== Aim ==
Which lines run from the one containing "Return one point per instance of the dark rock" to the end of the entries? Quote them exactly, and nothing else.

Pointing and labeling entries
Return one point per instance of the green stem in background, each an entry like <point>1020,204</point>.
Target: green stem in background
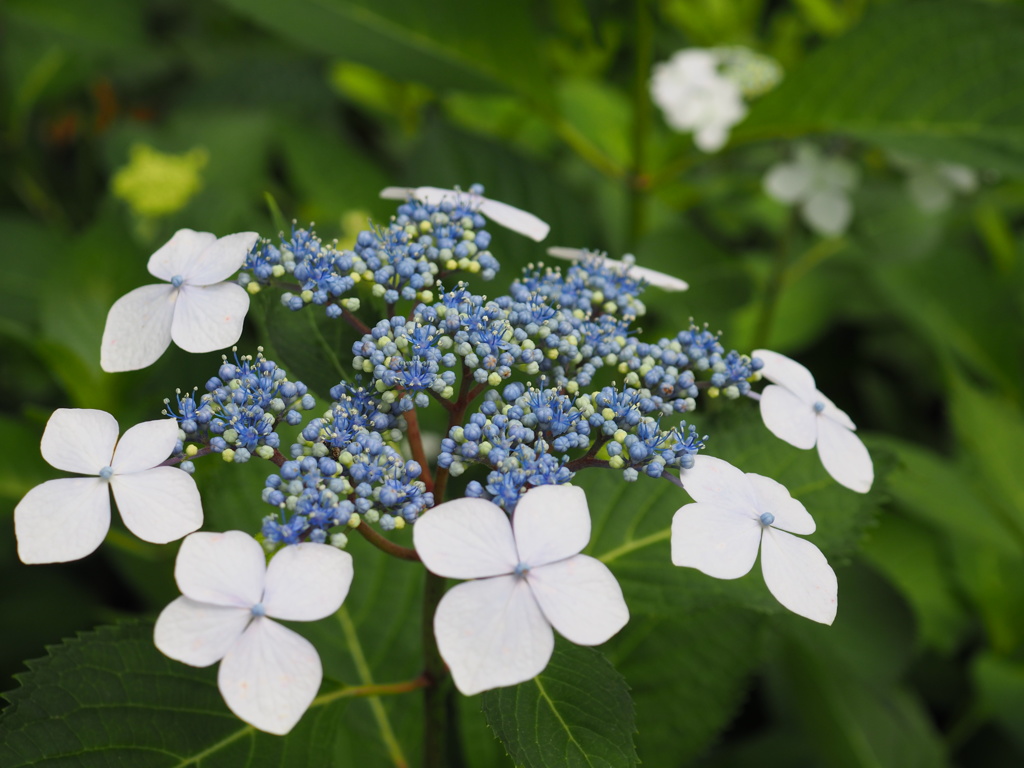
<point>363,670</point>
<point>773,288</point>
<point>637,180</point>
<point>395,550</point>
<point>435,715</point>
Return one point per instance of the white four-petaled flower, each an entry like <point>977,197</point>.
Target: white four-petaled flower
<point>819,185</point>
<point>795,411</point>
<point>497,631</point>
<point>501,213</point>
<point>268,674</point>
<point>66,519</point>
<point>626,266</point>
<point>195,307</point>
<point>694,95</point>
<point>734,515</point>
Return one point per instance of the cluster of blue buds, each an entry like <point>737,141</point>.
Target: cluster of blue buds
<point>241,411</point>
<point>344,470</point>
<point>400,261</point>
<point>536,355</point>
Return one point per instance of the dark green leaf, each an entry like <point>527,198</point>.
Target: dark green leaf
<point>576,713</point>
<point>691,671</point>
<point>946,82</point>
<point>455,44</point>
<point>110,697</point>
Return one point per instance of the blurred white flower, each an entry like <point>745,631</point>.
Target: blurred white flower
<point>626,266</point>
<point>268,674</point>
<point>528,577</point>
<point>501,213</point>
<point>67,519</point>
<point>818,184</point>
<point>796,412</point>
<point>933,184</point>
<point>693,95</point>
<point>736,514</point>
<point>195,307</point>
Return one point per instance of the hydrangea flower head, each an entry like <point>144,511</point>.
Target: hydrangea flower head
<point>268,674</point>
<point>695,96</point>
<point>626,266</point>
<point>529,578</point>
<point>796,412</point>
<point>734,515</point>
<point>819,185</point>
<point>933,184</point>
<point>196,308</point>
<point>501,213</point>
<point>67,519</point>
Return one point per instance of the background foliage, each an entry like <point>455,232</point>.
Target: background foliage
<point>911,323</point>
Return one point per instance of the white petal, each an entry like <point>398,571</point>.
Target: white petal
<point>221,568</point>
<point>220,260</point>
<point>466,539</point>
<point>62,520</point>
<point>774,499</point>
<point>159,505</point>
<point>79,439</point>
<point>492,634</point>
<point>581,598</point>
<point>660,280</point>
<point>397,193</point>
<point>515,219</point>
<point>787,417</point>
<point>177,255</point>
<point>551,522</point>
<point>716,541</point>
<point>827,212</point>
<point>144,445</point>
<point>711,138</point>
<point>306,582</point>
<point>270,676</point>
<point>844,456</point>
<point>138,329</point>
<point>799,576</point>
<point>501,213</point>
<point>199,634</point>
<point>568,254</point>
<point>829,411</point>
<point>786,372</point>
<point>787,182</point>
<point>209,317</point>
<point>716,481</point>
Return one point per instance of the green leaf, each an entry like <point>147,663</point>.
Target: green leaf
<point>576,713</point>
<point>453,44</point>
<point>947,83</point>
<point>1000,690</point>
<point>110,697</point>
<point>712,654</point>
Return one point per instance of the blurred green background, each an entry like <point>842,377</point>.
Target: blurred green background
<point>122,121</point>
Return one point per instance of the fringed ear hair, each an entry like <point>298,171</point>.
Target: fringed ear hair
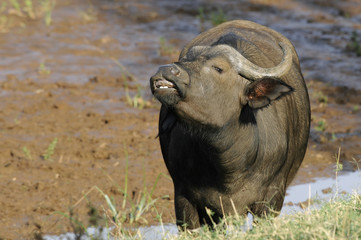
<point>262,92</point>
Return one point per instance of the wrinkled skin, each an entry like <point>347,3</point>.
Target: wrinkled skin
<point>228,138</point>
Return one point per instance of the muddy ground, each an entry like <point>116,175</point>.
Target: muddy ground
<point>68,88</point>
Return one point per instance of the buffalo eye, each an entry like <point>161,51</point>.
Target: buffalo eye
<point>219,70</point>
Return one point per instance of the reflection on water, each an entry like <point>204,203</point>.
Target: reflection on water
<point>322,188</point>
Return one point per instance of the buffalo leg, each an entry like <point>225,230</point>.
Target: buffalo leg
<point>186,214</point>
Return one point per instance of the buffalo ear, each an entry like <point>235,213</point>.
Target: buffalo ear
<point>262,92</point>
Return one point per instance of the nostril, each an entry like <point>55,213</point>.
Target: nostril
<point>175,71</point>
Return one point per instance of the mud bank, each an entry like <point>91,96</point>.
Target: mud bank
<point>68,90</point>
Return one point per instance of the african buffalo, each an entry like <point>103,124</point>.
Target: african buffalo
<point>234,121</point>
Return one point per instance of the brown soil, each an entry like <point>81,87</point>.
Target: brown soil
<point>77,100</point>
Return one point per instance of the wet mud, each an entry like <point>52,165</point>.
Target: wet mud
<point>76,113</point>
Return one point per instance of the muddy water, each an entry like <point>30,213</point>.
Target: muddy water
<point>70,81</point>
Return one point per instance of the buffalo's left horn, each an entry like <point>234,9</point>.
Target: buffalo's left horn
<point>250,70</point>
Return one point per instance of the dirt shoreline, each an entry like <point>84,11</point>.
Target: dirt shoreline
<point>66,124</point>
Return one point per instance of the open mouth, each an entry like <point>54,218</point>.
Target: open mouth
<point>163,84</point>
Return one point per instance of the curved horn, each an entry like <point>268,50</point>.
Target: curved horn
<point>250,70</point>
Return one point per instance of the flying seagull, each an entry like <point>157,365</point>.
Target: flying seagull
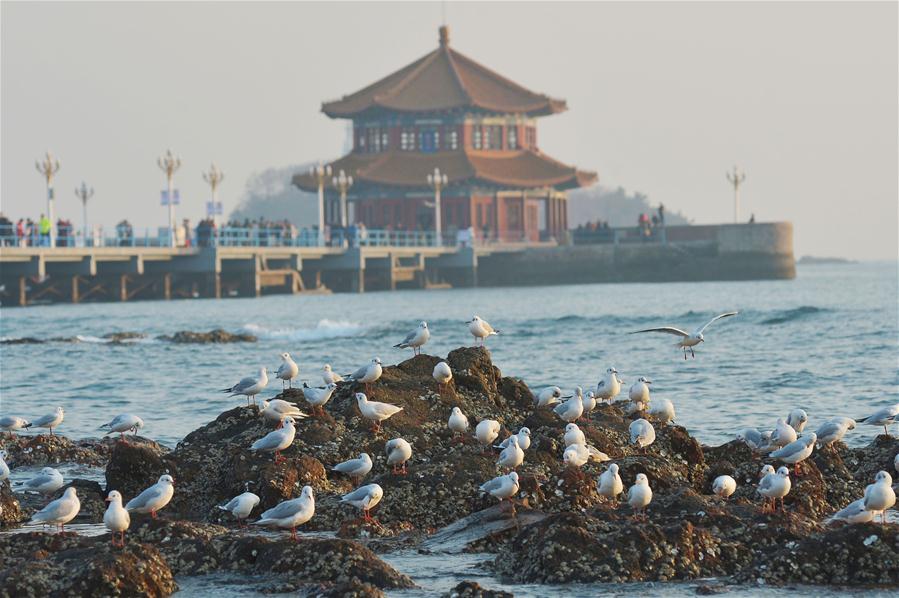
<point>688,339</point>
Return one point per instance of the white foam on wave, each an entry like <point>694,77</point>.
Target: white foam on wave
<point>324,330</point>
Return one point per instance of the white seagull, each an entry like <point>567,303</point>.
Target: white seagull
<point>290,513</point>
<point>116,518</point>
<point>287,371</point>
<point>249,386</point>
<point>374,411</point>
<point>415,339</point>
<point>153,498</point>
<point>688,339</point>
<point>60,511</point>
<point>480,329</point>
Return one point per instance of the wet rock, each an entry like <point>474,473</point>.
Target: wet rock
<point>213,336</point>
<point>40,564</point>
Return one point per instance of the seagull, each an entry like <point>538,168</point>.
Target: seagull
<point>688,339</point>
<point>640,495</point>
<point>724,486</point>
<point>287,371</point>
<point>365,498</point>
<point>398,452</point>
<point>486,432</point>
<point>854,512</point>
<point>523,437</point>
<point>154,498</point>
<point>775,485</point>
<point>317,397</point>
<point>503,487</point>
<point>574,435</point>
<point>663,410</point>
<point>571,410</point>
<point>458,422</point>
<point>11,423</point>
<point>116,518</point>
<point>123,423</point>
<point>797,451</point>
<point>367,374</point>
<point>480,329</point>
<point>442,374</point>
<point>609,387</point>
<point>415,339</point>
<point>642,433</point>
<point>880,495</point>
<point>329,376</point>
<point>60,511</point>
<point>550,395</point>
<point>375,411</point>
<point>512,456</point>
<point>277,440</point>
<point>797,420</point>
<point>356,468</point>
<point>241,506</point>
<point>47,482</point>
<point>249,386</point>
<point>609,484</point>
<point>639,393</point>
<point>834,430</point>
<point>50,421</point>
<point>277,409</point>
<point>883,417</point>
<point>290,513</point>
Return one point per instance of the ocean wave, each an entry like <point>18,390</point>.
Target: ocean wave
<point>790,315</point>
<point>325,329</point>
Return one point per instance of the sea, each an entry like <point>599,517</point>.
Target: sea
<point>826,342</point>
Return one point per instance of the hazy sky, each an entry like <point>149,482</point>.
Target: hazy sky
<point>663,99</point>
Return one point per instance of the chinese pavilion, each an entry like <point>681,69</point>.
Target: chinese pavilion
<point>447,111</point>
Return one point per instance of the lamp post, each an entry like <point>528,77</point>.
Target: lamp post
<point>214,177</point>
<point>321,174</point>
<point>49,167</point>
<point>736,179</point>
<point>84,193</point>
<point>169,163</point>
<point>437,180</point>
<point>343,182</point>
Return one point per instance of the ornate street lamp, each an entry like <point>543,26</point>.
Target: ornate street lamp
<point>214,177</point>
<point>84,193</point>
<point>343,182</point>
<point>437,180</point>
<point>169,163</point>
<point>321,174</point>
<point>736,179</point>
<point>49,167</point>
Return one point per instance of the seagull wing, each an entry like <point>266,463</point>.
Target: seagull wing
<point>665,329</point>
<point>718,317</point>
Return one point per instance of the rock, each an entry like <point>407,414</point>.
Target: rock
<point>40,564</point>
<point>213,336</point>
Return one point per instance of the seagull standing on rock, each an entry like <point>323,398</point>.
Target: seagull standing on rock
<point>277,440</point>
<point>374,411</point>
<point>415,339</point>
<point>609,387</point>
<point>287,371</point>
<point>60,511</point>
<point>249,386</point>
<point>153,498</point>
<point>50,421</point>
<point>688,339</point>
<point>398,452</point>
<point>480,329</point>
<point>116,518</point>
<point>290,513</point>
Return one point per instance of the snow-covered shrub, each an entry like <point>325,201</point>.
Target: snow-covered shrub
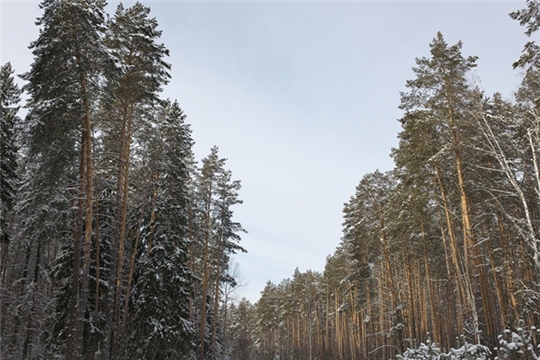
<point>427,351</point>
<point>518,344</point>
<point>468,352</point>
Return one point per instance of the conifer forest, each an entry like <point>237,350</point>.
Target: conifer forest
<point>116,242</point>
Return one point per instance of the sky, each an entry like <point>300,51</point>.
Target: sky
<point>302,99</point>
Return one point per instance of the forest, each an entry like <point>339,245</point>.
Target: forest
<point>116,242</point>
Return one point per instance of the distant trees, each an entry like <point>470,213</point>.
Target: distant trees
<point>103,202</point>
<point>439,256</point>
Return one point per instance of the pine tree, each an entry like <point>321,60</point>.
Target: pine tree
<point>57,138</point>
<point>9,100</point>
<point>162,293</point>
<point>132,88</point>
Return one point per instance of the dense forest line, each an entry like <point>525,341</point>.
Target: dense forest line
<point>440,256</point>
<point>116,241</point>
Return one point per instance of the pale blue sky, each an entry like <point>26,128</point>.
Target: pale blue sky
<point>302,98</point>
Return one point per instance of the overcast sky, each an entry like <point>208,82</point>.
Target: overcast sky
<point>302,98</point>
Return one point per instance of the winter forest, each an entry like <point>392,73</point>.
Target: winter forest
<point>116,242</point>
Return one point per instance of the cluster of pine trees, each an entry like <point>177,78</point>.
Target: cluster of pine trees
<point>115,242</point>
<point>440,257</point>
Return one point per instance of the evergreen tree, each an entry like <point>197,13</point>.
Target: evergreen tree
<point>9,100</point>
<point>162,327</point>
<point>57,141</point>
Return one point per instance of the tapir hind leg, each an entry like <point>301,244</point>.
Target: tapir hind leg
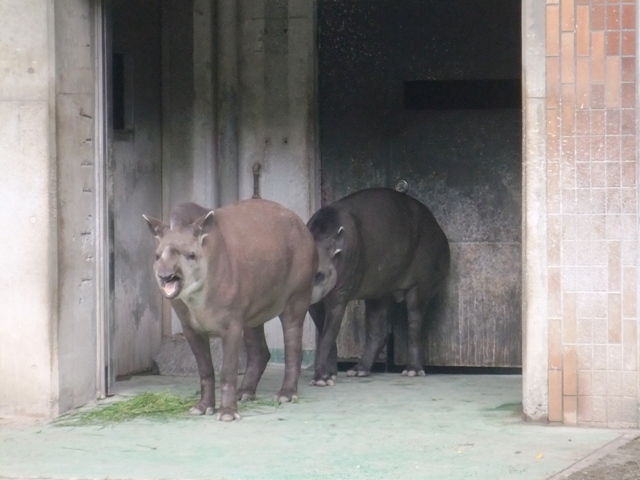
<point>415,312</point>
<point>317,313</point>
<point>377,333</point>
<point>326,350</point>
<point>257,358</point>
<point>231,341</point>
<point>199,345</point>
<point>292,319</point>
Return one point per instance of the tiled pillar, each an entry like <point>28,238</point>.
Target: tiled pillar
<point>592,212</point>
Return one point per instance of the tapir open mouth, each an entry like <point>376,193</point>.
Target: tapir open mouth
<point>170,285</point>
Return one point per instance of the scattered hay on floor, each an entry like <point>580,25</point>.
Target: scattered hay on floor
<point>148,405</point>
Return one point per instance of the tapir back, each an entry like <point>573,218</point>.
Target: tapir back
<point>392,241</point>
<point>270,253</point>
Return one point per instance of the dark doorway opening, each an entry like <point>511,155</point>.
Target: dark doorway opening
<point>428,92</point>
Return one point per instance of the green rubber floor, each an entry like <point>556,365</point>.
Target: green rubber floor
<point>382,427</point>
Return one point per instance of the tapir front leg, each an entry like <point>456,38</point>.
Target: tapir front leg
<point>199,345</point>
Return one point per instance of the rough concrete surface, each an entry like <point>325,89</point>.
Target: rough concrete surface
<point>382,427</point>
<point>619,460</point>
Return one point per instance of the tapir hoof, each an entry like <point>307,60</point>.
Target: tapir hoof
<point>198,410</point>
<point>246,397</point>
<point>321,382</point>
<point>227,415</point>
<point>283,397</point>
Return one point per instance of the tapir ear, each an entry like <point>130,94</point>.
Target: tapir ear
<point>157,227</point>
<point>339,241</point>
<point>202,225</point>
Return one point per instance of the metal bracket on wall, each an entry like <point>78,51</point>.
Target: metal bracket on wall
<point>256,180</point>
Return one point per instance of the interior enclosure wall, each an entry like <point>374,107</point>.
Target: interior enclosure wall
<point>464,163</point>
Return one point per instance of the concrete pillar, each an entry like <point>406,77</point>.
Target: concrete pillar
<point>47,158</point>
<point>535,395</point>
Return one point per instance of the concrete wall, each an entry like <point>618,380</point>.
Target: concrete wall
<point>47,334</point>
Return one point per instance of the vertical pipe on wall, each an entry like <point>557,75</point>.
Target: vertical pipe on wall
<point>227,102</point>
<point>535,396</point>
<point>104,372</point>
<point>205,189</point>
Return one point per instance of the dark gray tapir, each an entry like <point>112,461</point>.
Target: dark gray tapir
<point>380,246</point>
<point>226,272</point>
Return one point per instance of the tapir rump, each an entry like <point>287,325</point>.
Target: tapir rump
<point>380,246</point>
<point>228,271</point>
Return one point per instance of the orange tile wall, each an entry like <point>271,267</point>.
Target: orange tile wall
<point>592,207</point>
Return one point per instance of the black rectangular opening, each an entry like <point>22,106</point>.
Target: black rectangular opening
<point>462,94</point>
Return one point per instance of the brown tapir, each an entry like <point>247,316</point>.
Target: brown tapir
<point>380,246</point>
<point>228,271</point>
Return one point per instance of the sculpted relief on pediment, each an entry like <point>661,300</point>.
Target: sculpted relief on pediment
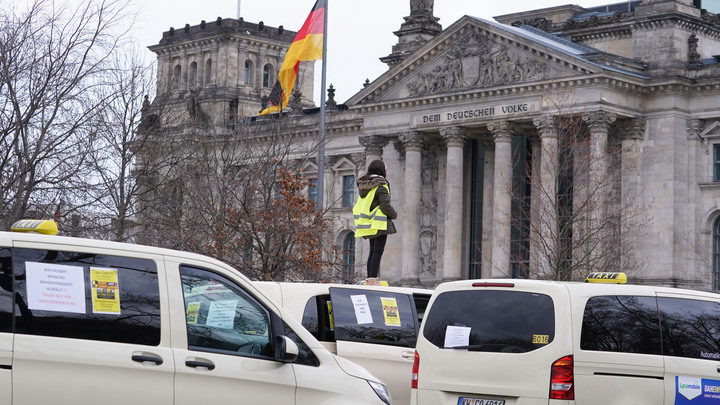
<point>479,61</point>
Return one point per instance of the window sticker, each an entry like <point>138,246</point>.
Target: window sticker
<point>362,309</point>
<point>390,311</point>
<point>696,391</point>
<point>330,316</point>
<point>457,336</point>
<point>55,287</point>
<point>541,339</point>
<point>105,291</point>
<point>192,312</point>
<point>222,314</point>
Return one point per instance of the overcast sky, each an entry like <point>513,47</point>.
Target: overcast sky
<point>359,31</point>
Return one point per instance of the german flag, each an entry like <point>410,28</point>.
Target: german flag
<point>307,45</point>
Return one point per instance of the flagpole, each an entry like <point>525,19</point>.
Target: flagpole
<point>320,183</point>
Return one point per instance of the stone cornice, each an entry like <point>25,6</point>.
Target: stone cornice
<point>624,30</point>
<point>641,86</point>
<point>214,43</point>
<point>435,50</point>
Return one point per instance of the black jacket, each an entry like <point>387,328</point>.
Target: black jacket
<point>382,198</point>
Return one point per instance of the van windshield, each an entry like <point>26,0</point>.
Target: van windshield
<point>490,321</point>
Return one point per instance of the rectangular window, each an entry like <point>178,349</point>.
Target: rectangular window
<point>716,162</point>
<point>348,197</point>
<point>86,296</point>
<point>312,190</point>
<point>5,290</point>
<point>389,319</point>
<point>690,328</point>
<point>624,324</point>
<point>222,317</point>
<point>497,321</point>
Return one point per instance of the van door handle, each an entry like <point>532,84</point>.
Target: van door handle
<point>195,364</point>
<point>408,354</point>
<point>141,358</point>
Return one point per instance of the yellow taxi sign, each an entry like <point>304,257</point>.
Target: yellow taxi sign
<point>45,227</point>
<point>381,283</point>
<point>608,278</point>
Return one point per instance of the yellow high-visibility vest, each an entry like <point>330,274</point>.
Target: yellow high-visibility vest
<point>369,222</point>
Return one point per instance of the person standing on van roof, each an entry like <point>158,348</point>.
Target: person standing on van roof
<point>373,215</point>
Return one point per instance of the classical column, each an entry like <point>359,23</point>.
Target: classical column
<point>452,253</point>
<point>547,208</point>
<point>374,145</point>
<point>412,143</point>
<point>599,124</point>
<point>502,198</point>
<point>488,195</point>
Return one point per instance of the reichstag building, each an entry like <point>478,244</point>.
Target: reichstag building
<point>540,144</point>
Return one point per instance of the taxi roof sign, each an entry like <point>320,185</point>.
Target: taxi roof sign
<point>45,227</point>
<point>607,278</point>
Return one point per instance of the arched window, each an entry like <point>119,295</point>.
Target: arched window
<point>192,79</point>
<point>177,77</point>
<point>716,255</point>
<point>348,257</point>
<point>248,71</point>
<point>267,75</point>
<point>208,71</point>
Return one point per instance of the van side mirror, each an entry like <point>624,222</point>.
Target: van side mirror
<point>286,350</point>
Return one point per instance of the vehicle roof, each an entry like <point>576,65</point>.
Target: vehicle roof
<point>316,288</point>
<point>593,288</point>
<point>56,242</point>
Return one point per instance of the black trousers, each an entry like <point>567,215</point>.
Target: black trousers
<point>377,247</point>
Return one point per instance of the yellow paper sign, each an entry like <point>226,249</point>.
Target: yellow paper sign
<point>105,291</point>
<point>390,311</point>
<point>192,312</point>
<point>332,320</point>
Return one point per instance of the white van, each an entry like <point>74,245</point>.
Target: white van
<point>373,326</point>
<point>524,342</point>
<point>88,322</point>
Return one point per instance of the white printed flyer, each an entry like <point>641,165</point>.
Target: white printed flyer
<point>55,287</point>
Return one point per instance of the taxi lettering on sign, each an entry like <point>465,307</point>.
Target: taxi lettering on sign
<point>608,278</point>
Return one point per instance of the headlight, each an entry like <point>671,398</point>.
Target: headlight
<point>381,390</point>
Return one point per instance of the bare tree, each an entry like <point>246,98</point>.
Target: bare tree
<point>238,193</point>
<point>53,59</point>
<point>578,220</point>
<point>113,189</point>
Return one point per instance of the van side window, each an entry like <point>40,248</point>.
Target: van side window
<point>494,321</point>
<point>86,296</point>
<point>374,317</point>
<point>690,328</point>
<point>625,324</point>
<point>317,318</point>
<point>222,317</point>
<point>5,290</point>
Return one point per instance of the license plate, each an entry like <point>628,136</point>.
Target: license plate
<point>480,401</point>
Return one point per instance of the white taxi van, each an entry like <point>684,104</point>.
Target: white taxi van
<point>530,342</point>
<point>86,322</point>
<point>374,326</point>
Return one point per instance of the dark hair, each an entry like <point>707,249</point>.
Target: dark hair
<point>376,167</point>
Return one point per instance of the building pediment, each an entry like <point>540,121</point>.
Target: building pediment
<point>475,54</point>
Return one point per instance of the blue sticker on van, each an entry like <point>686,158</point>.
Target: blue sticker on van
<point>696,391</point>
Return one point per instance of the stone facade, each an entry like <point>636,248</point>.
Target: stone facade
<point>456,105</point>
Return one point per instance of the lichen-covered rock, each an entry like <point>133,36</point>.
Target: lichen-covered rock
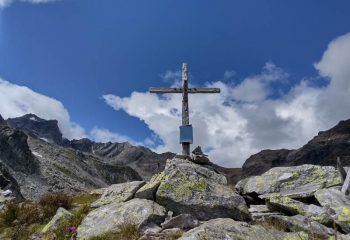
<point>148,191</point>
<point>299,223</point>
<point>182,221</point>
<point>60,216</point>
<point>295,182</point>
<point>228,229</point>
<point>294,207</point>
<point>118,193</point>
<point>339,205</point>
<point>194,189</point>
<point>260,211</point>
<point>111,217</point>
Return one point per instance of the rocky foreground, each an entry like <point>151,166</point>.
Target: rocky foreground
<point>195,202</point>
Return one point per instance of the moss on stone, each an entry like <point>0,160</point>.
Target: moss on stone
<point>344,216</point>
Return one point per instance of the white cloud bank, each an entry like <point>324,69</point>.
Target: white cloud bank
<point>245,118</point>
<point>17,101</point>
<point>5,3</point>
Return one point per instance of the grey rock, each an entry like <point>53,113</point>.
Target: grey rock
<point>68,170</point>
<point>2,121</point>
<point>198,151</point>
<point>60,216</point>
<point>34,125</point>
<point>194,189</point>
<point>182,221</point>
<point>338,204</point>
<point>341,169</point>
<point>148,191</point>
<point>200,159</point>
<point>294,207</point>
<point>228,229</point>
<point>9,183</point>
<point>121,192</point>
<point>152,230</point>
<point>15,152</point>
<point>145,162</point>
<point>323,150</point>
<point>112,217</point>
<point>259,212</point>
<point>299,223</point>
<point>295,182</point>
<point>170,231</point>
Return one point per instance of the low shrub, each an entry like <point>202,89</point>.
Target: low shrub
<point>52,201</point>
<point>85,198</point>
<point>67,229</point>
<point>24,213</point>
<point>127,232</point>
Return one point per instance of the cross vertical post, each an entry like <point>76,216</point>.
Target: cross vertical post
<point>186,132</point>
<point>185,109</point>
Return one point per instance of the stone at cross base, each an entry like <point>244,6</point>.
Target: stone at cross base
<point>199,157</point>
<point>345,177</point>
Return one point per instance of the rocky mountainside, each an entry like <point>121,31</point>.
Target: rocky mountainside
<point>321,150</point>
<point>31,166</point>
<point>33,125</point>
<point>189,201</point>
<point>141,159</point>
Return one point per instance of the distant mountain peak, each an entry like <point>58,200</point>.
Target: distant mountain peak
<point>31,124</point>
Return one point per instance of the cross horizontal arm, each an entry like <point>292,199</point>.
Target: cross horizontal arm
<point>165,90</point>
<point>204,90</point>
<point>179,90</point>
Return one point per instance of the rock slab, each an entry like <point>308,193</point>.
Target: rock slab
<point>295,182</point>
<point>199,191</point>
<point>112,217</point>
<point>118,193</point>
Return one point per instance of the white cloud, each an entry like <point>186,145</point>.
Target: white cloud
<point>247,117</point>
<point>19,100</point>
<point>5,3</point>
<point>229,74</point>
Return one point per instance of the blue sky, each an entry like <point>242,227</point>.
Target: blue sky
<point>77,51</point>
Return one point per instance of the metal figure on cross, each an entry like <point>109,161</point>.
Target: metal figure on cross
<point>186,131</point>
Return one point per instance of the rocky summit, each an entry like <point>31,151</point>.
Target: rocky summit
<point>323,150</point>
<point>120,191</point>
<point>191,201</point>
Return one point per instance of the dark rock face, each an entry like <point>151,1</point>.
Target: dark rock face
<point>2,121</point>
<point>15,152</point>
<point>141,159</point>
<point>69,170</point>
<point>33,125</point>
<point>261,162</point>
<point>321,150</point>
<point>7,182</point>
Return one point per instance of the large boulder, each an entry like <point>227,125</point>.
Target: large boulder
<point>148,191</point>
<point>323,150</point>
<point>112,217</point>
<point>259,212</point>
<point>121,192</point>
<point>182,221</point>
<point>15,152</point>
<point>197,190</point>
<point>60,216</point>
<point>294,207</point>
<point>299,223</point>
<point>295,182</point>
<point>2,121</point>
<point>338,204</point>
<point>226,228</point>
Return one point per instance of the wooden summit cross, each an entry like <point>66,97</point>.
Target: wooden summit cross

== Solution for this exercise ==
Return one point per instance of the dark rock face, each an entry like <point>151,1</point>.
Target: dark rock face
<point>2,121</point>
<point>15,152</point>
<point>141,159</point>
<point>69,170</point>
<point>33,125</point>
<point>261,162</point>
<point>321,150</point>
<point>7,182</point>
Return one point per instance of the large boulder, each an entry like <point>227,125</point>.
Target: large boulder
<point>148,191</point>
<point>323,150</point>
<point>112,217</point>
<point>259,212</point>
<point>121,192</point>
<point>182,221</point>
<point>15,152</point>
<point>197,190</point>
<point>60,216</point>
<point>294,207</point>
<point>299,223</point>
<point>295,182</point>
<point>2,121</point>
<point>338,204</point>
<point>226,228</point>
Return one point per instance of the wooden summit cross, each an entry like <point>66,97</point>.
Target: wooden summit cross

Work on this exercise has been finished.